#### Trecho citado ####

Psicologicamente, no íntimo, somos dependentes de rituais, de idéias, de pessoas, de coisas, das posses - ou não somos? Somos dependentes e queremos nos libertar dessa dependência porque ela nos faz sofrer. Enquanto essa dependência é satisfatória, enquanto encontro felicidade nela, não quero ser livre. Mas quando a dependência me faz sofrer, quando a coisa de que dependo foge de mim, fenece, murcha, olha para outra pessoa, desejo libertar-me.
Mas será que quero me libertar por inteiro de todas as dependências psicológicas ou somente daquelas que me fazem sofrer? Obviamente, das dependências e lembranças que me fazem sofrer. Não quero me libertar por completo de todas as dependências; quero apenas me ver livre de alguma dependência particular. Assim, busco meios de me libertar ou peço a outras pessoas que me ajudem a ficar livre de uma dependência específica que me traz dor. Não quero ficar livre do processo total de dependência.
Pode alguém me ajudar a ficar livre, tanto da dependência específica como da total? Será que posso mostrar a vocês o caminho - sendo o caminho a explicação, a palavra, a técnica? Se eu lhes mostrar o caminho, a técnica, se eu lhes der uma explicação, vocês vão ficar livres? Vocês ainda terão um problema, ainda vão ter a dor da dependência, não? Nenhuma demonstração minha, nenhuma discussão sua comigo vai libertá-los da dependência. E o que se deve fazer?
Percebam, por favor, a importância disso. Vocês pedem um método que os liberte de uma dependência particular ou total. O método é uma explicação que vocês vão praticar e viver a fim de se libertarem, não é? Assim, o método se torna uma nova dependência. Tentando se libertar de uma dependência específica, vocês introduzem outra forma de dependência.
Mas se estiverem de fato preocupados com a liberdade total de todas as dependências psicológicas, se realmente estiverem voltados para isso, vocês não vão me pedir um método, o caminho. Nesse caso vocês vão fazer uma pergunta bem diferente, não? Vocês vão perguntar se têm capacidade para lidar com isso, a possibilidade de fazer algo a respeito dessa dependência. Logo, a pergunta não é como se libertar de uma dependência, mas “Posso ter a capacidade de tratar do problema como um todo?” Se tenho a capacidade, não dependo de ninguém. É só quando digo que não tenho a capacidade que peço: “Ajude-me, por favor; mostre-me o caminho.” Mas se tenho a capacidade para tratar do problema da dependência, não peço a ninguém que me ajude a dissolvê-lo.
Espero estar sendo claro. Julgo muito importante não perguntar “Como?” mas “Posso ter a capacidade de tratar do problema?” Porque, se sei lidar com ele, estou livre do problema; não procuro mais um método, o caminho. Posso ter a capacidade de tratar do problema da dependência?

####

◆ **Tarefas obrigatórias**
1) Responda com base no texto sobre a dependência psicológica:
(a) Segundo o texto, em que momento surge o desejo de se libertar?
(b) Em que se torna o método praticado para a pessoa se libertar?
(c) Que pergunta o texto julga importante fazer no lugar de "Como?"?
2) Redija o trecho seguinte do texto sobre a dependência psicológica, a partir da última frase.

#### Material ####

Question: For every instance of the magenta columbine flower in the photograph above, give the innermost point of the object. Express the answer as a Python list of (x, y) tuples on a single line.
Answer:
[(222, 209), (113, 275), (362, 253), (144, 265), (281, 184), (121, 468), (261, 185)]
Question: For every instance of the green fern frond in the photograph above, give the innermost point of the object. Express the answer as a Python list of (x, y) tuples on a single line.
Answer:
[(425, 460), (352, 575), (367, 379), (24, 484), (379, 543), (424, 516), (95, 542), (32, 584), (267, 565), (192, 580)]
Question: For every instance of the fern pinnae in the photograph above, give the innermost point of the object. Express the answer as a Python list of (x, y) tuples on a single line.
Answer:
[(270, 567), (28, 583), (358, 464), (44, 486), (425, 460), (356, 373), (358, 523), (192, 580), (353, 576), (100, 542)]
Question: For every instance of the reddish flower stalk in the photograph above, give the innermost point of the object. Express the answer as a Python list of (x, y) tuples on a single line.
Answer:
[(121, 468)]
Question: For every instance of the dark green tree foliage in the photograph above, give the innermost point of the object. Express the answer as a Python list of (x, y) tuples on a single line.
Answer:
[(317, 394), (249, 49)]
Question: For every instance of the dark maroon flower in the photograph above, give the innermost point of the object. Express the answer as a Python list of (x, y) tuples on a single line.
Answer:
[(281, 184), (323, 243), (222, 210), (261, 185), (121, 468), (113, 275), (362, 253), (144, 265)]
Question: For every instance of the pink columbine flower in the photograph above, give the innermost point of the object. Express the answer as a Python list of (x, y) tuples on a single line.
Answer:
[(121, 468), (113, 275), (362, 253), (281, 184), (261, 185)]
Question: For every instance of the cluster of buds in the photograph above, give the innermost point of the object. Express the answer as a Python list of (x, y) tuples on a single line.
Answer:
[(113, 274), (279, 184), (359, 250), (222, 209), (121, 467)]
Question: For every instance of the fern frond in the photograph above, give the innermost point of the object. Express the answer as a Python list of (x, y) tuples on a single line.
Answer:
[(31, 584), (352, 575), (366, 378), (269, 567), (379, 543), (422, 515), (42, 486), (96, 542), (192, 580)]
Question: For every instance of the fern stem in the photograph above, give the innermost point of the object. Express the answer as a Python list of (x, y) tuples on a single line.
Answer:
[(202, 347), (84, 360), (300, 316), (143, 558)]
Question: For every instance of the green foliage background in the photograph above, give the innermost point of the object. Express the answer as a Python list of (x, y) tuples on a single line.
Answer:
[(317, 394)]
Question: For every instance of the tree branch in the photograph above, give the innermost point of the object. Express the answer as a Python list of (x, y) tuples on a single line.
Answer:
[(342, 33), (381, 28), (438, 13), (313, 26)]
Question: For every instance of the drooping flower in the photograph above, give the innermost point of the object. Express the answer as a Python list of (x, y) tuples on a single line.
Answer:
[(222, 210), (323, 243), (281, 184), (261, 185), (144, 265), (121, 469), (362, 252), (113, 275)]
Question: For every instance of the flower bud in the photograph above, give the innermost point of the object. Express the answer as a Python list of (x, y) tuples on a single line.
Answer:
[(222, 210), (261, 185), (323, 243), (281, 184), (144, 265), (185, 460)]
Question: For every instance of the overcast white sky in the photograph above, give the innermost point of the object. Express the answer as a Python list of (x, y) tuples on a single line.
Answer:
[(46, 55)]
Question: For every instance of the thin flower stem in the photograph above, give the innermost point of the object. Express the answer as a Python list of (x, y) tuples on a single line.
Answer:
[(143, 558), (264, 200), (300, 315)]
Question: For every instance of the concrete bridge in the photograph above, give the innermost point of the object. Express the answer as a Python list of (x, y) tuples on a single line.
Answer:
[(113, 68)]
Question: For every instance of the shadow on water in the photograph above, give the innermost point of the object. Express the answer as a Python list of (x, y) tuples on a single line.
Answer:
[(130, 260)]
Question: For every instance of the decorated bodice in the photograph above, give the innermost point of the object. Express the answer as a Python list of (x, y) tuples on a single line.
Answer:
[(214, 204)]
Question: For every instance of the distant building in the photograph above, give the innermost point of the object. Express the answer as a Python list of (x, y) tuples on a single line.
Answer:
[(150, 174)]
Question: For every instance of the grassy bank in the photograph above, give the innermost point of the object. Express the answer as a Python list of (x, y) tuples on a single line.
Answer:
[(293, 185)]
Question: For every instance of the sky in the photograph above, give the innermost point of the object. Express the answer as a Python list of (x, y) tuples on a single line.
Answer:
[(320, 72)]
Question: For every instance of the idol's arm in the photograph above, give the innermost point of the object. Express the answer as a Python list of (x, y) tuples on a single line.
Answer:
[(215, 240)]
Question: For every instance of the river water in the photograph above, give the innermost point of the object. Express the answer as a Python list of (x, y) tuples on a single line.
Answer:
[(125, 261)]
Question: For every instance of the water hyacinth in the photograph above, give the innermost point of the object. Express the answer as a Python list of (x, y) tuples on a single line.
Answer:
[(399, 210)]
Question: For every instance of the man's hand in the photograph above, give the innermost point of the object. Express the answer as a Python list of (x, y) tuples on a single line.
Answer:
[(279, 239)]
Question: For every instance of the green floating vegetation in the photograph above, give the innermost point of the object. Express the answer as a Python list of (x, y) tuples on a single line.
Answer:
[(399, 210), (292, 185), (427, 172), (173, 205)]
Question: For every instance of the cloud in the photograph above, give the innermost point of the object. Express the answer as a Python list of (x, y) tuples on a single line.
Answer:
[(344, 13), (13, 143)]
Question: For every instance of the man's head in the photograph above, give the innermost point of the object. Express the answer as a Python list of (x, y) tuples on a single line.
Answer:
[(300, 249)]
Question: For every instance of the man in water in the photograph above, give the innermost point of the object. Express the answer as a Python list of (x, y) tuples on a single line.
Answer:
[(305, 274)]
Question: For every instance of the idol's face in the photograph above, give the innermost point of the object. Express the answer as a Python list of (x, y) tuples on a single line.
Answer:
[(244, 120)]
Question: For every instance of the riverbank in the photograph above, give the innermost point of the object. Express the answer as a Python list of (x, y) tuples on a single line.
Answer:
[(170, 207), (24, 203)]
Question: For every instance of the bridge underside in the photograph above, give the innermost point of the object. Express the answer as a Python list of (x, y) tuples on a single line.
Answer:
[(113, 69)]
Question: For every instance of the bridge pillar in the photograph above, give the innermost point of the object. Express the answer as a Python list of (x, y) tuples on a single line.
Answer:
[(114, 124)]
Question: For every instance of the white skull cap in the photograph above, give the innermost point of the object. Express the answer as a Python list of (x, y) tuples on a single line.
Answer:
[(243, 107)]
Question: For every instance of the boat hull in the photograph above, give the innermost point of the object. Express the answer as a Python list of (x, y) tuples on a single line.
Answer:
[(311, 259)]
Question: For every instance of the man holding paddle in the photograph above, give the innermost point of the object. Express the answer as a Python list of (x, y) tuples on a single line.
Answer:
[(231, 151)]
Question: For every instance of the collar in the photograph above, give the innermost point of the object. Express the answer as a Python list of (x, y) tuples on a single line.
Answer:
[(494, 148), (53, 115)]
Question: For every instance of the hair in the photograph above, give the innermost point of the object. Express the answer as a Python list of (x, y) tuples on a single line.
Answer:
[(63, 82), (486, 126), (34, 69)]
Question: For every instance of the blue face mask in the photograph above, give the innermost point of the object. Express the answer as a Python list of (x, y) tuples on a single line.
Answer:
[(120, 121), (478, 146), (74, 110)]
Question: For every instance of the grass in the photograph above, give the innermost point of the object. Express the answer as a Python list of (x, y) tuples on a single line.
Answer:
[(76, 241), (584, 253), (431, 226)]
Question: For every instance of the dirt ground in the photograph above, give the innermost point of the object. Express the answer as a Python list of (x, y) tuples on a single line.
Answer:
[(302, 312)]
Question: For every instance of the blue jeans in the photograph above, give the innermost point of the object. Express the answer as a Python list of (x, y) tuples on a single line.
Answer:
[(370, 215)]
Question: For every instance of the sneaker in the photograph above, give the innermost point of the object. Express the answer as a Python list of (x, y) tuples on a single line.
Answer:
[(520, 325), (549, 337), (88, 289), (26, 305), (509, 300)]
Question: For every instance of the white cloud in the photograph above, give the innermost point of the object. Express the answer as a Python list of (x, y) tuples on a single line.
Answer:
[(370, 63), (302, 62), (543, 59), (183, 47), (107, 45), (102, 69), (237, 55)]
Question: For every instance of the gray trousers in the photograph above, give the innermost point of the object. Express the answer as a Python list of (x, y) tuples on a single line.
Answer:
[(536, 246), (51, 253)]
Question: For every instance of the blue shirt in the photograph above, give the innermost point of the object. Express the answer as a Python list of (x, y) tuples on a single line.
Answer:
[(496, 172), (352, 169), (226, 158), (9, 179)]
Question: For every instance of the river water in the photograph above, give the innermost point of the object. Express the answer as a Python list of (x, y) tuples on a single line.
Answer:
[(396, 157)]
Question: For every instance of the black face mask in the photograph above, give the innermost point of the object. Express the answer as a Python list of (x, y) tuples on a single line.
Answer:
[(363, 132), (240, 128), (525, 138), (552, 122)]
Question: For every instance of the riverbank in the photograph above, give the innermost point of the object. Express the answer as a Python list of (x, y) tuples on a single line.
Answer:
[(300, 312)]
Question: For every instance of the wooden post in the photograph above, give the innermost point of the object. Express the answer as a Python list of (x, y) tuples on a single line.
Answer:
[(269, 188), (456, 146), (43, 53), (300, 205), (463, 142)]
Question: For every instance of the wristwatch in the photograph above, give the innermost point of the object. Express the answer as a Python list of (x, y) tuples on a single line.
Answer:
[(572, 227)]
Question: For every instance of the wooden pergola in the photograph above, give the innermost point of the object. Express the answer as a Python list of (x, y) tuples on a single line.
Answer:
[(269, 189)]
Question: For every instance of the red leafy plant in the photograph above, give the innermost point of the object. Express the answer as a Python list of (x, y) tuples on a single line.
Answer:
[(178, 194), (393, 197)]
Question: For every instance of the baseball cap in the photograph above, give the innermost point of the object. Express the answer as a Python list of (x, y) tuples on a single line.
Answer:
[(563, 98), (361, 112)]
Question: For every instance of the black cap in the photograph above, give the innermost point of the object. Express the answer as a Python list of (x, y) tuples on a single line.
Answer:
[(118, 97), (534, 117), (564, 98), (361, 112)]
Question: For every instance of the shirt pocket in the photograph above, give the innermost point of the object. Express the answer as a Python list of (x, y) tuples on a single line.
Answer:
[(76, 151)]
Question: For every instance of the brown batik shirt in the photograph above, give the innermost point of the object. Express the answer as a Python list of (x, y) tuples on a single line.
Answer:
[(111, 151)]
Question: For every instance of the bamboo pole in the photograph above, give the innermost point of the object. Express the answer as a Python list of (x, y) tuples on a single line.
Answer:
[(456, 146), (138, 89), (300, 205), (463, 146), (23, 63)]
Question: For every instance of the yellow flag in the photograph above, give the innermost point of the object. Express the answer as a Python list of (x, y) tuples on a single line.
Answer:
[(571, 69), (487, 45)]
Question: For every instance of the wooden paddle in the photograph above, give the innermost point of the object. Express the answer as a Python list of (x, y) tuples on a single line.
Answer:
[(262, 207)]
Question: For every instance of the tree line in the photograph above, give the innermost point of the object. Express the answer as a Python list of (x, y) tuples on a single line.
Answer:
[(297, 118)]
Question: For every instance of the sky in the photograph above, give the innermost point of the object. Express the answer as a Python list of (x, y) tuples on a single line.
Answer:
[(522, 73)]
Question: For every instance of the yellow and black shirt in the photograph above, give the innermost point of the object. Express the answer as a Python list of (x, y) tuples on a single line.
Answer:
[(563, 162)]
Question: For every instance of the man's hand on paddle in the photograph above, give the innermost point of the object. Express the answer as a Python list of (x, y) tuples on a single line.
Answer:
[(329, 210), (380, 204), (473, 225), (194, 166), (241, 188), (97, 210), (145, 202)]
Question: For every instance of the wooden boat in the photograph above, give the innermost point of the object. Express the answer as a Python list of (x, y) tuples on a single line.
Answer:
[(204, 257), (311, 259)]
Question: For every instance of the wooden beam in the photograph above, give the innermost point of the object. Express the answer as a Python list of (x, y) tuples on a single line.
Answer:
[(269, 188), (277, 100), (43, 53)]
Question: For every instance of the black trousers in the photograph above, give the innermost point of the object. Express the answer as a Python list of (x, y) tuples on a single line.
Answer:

####

◆ **Lista de respostas**
1)
(a) Quando a dependência faz sofrer, ou seja, quando a coisa de que se depende foge, fenece, murcha ou olha para outra pessoa.
(b) Em uma nova dependência.
(c) "Posso ter a capacidade de tratar do problema?"

2)
Ora, em termos psicológicos, quando vocês fazem essa pergunta a si mesmos, o que acontece? Quando fazem conscientemente a pergunta: “Posso ter a capacidade de me libertar dessa dependência?” o que acontece psicologicamente. Vocês já não estão livres dela? Vocês eram dependentes em termos psicológicos e agora perguntam: “Tenho a capacidade de me libertar?” Está claro que, no momento em que fazem essa pergunta com vigor a si mesmos, já há liberdade com relação a essa dependência (…)
Quando sei que tenho essa capacidade, o problema deixa de existir. Mas como não a tenho, quero alguém que me mostre. Assim, crio o Mestre, o guru, o Salvador, alguém que vai me salvar, que vai me ajudar. Logo, torno-me dependente deles. Mas se tiver a capacidade de resolver, de compreender a questão, tudo fica muito mais simples e deixo de ser dependente.
Isso não quer dizer que eu esteja cheio de autoconfiança. A confiança que vem a existir através do eu, do “si mesmo”, não leva a lugar algum, visto fechar-se em si mesma. Mas a própria pergunta “Posso ter a capacidade de descobrir a realidade?” dá uma introvisão e uma força fora do comum. A pergunta não é se tenho a capacidade - eu não a tenho - mas “Posso ter a capacidade?” Então saberei abrir a porta que a mente sempre vem fechando com suas próprias dúvidas, com suas próprias ansiedades, seus medos, suas experiências, seu conhecimento.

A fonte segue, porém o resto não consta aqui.